> [Source]:

July 17, 2023

Emily Dickinson on Gilligan's Island

I was reading a post I did some years ago about an Emily Dickinson oddity. I needed to update the post and so I checked back to the article about some Emily Dickinson curiosities that inspired my post. The one that caught my attention ( and was also something I heard Billy Collins talk about years ago in a workshop) was her connection to the castaways on Gilligan's Island.

That seems like a big stretch of the poetic imagination, but you can sing most of her poems (I could imagine myself doing this with younger students), using the theme to TV's 1960s "classic" Gilligan's Island. That theme song is an earworm in many brains of people who grew up watching the show. 

Give it a try and sing this first stanza of "Because I Could Not Stop For Death."   (If somehow the melody of "The Ballad Of Gilligan's Isle" is not burned into your neurons deeper than any poem, give a listen below)

Because I could not stop for Death,
He kindly stopped for me;
The carriage held but just ourselves
And Immortality.

How come this works? (And here is the lesson for the class.) Emily usually used a "common meter" in her poems. The TV theme also uses it, and it is used in lots of nursery rhymes and Protestant hymns. It's four beats followed by three beats.

In more detail, Wikipedia tells us that common meter (or metre or common measure) is a poetic meter consisting of four lines that alternate between iambic tetrameter (four metrical feet per line, with each foot consisting of an unstressed syllable followed by a stressed syllable) and iambic trimeter (three metrical feet per line, with each foot consisting of an unstressed syllable followed by a stressed syllable).

> [Exercise objective]: Continue the post on singing Emily Dickinson to the Gilligan's Island theme from where it stops, keeping its voice.

> [Data]:
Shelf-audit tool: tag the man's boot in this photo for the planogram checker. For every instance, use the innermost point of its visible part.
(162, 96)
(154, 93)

> [Answer for the task]:
It has historically been used for ballads such as "Tam Lin", and hymns such as "Amazing Grace" and the Christmas carol "O Little Town of Bethlehem". The upshot of this commonality is that the lyrics of one song can be sung to the tune of another. This can make for some great singalongs around the campfire. 

For example, "Advance Australia Fair", the national anthem of Australia, can be sung to the tune of "House of the Rising Sun." "Amazing Grace" can be sung to the tune of Madonna's  "Material Girl".

But I am quite happy to just imagine Emily on the beach with Ginger and Mary Anne, swinging in their hammocks, drinking from a coconut, and singing her poems to the delight and total misunderstanding of all those around her.

Is it a rainy day where you are? Try singing Emily's "Summer Shower" as if you were on that island with Gilligan and the crew. Coconut drink is optional but advisable.

A drop fell on the apple tree,
Another on the roof;
A half a dozen kissed the eaves,
And made the gables laugh.

A few went out to help the brook,
That went to help the sea.
Myself conjectured, Were they pearls,
What necklaces could be!

The dust replaced in hoisted roads,
The birds jocoser sung;
The sunshine threw his hat away,
The orchards spangles hung.

The breezes brought dejected lutes,
And bathed them in the glee;
The East put out a single flag,
And signed the fete away. 

There were episodes of the show when the gang sang and performed. One of those was the 1965 “Don’t Bug the Mosquitoes.” This is the time of Beatlemania and a pop group called the Mosquitoes arrives on the island to escape their fans. Ginger, Mary Anne and Mrs. Howell form their own pop group, the Honeybees. 

How did the Mosquitoes get there; why didn't they help the castaways leave; where did the ladies get their outfits and the record player, record and electricity? Oh, nothing is ever explained and everything is possible on that island.

I would love to have given Emily a vacation on a tropical island and seen her sing some of her poems with the ladies. I think she needed a vacation from Amherst. And some tropical drinks.


  1. I remember in the sitcom "Head of the Class" it was stated that Dickinson's poems could be sung to the tune of "The Yellow Rose of Texas". Not all of them, as it turns out.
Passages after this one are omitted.